------ DATA TO USE

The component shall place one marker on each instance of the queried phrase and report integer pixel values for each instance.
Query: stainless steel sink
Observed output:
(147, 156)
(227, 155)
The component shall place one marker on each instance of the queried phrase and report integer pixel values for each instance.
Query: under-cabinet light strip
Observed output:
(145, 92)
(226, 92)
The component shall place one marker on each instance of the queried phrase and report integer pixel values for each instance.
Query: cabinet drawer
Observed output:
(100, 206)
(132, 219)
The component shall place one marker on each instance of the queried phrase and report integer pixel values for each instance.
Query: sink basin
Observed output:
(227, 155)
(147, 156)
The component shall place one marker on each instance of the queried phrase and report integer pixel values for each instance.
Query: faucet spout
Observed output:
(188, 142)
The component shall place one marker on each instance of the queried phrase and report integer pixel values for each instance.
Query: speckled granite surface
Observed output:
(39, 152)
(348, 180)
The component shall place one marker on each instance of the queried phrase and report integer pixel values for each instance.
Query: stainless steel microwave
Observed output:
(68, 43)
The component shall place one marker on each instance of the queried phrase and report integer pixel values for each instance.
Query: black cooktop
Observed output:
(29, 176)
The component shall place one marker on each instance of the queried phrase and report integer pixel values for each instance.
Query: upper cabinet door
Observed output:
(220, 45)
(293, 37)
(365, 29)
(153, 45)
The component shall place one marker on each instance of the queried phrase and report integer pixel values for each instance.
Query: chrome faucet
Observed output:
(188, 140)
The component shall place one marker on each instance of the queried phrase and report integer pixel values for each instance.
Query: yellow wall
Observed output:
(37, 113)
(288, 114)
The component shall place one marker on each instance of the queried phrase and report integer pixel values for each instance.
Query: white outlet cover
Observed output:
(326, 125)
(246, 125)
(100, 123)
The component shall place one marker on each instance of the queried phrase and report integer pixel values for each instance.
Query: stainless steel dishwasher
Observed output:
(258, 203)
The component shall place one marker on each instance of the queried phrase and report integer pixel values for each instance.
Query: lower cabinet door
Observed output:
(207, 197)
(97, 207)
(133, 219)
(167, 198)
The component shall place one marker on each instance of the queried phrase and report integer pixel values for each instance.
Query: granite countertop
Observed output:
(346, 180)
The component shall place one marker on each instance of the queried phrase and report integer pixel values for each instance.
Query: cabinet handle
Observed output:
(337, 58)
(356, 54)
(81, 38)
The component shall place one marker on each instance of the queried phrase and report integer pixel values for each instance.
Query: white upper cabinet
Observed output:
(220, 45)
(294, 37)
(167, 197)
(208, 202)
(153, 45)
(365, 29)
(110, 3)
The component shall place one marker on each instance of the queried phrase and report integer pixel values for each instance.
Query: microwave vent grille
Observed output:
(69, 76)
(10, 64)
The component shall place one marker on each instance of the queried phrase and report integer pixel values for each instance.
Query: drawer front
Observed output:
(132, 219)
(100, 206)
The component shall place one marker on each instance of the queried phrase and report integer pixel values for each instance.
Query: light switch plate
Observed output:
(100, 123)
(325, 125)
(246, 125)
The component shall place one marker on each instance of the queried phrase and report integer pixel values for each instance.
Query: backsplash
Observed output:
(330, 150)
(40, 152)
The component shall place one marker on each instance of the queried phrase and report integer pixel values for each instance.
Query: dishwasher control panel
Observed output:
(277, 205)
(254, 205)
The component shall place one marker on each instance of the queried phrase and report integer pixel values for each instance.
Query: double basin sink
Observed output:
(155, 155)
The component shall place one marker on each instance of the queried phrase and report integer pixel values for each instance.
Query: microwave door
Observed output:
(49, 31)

------------

> PROBLEM DETAILS
Copy from the entries only those lines that hold the word "light".

> RESULT BELOW
Query: under-cabinet light strip
Query: light switch plate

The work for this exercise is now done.